### ABOUT THIS TASK
Show every line of the listing below that contains the word "appear", matching its case exactly.

Stored data entries:
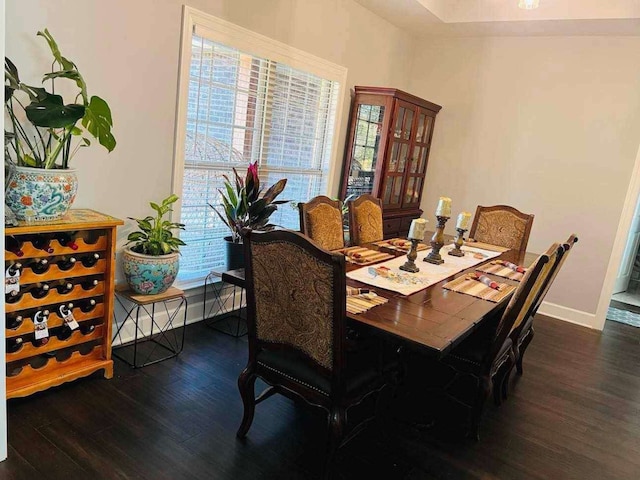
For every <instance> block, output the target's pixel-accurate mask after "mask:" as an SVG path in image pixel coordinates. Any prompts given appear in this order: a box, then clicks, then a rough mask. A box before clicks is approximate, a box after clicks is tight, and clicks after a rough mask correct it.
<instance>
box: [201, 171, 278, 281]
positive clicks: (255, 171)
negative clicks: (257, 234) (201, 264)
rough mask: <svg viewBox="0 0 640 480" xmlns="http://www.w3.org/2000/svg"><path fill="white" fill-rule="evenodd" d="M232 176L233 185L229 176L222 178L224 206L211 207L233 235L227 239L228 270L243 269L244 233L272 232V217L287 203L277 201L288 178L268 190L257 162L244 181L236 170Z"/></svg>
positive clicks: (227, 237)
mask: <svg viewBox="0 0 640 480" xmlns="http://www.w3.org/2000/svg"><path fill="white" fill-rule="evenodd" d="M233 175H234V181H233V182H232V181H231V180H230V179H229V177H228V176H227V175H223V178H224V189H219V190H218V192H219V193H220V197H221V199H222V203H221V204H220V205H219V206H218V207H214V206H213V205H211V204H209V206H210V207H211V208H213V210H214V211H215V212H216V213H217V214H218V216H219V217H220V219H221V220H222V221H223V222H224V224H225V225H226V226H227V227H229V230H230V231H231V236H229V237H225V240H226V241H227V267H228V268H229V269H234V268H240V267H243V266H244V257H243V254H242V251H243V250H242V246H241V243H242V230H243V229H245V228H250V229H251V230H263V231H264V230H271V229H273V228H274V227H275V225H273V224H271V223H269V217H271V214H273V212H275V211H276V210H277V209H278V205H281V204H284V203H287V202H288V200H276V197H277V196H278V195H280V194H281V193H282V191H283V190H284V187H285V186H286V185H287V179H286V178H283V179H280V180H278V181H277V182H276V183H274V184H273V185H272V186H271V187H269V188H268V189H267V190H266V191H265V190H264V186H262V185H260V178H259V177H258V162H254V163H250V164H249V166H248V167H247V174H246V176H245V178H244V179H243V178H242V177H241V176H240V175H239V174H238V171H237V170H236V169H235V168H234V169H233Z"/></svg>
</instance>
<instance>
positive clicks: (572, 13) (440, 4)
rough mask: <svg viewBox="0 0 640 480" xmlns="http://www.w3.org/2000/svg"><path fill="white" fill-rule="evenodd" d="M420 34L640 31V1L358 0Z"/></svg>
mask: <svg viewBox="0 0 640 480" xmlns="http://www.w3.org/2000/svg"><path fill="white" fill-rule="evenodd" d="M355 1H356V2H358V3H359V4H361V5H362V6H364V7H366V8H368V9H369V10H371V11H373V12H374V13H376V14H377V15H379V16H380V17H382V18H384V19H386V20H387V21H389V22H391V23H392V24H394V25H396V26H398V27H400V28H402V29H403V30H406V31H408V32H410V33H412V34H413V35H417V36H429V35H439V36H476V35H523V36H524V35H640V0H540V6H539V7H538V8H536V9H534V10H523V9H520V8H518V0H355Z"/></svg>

...

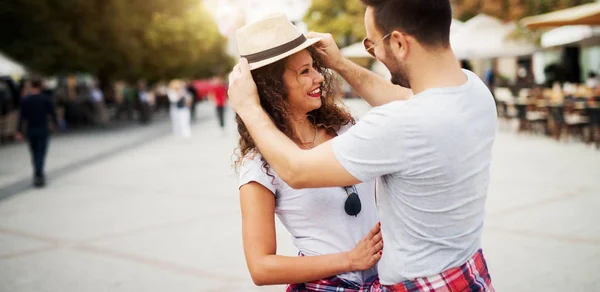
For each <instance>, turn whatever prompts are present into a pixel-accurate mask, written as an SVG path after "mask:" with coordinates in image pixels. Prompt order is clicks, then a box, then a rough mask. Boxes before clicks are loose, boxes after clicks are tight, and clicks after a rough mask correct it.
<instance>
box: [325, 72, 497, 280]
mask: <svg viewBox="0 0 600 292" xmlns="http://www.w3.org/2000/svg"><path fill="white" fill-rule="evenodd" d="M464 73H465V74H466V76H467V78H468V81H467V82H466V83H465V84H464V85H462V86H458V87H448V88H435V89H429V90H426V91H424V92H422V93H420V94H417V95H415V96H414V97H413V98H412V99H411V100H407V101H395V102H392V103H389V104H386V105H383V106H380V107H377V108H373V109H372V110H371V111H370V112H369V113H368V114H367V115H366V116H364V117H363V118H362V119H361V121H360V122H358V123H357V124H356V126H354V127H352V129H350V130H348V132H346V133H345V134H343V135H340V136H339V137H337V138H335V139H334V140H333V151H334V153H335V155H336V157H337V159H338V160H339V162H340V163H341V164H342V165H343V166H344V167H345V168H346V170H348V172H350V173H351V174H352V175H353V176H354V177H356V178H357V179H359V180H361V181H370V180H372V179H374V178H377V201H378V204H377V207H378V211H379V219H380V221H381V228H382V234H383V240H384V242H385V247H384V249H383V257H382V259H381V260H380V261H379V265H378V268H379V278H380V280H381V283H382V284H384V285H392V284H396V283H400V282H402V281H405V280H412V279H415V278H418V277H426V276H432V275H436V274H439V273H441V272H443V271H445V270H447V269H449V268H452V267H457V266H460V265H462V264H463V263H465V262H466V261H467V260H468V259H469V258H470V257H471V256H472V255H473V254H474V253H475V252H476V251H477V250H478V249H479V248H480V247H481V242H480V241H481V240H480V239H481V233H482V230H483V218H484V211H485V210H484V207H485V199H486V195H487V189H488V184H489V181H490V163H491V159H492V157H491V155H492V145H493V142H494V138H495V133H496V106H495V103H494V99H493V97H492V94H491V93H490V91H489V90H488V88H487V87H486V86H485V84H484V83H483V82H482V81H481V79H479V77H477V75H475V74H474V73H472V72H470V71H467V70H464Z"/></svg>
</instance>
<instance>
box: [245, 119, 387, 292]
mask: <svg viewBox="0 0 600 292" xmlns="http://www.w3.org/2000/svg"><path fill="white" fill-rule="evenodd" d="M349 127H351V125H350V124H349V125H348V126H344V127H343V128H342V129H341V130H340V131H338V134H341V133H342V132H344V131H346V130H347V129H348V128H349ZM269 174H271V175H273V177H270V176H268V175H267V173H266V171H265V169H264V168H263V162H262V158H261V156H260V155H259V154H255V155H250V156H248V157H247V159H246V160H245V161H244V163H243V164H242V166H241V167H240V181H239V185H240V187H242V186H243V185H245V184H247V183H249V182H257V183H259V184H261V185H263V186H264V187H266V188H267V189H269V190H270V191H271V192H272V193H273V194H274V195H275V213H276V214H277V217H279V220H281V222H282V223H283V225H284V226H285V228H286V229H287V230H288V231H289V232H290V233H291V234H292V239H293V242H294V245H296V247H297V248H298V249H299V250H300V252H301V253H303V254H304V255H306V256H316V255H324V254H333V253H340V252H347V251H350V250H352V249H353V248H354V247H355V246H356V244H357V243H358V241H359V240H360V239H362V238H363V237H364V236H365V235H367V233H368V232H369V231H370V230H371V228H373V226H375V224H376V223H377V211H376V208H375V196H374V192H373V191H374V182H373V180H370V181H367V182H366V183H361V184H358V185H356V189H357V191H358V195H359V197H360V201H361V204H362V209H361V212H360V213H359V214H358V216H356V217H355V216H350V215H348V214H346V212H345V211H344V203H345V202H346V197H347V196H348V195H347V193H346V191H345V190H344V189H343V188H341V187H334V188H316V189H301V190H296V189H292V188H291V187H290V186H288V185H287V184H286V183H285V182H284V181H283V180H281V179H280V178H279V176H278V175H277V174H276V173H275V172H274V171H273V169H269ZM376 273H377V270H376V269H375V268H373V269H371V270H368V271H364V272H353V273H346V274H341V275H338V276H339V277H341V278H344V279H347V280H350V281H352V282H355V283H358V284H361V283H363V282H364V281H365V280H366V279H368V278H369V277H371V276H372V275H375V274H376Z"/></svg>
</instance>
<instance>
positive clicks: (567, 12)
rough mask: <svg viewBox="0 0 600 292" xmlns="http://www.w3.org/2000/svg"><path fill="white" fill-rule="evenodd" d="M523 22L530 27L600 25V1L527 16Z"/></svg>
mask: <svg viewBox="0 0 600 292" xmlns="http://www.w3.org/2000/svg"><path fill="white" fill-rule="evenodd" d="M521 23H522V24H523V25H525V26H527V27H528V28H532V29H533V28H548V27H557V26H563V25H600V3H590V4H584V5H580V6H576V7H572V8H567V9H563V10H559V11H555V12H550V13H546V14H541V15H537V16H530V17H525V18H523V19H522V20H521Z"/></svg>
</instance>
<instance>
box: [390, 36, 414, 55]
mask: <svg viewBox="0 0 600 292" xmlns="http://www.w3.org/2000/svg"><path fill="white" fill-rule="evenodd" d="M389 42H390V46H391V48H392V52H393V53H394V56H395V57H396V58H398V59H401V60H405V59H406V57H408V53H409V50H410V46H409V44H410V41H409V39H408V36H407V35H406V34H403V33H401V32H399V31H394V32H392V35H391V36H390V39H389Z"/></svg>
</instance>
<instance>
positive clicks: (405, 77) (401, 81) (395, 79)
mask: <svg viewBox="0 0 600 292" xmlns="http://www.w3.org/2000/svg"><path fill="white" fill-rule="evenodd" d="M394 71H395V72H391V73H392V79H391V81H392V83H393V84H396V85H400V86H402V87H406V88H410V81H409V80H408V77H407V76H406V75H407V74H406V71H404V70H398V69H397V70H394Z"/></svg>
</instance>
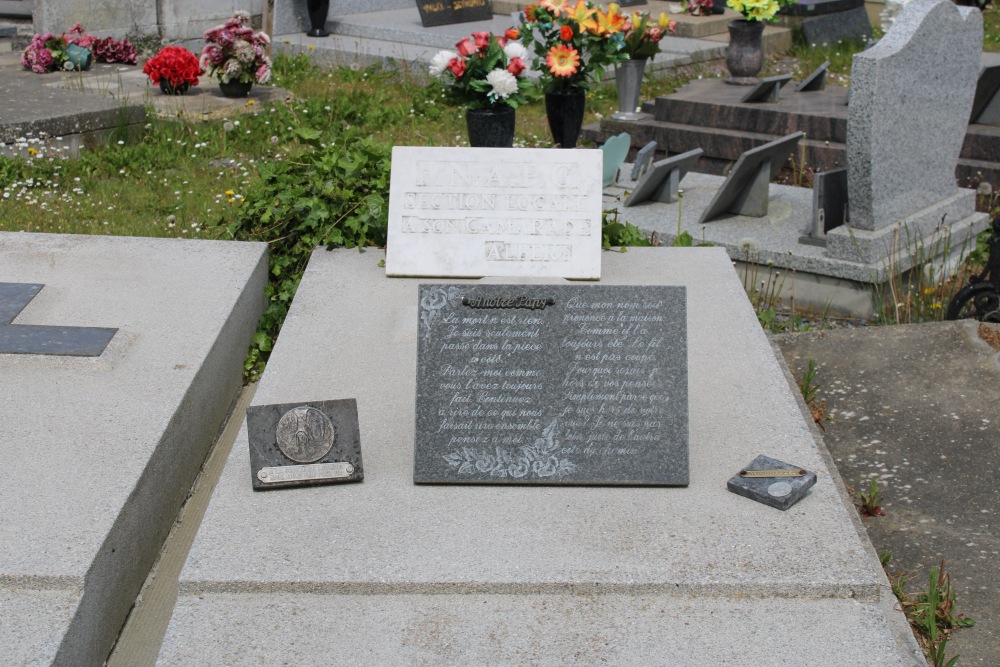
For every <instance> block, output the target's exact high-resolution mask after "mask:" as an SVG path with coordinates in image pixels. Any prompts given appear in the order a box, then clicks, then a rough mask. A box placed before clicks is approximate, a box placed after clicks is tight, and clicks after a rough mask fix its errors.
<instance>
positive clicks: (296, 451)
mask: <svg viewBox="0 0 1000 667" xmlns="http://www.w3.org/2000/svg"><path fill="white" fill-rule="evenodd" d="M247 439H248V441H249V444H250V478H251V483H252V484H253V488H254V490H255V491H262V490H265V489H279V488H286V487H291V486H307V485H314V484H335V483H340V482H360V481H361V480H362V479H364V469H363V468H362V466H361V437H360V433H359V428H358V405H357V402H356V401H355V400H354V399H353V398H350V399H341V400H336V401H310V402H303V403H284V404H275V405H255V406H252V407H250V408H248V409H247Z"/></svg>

### TASK ANSWER
For every <instance> block, output the target's pixel-accurate mask after "mask:" as an SVG path in image pixel coordinates. Any prompts given appear in this order: a box, then clicks, then a rough mask. A box before clicks is approximate, a box after clicks is tight, and clicks after a rough mask correct it.
For every <instance> block, output the target's exact high-resolution mask after "mask:" as an SVG path with coordinates in image pixels. Any prompts given appear in the order a box, then clicks, then a rough mask. A box placed before clicks is approximate, a box placed after clicks is tight, and clicks after a rough mask fix its errors.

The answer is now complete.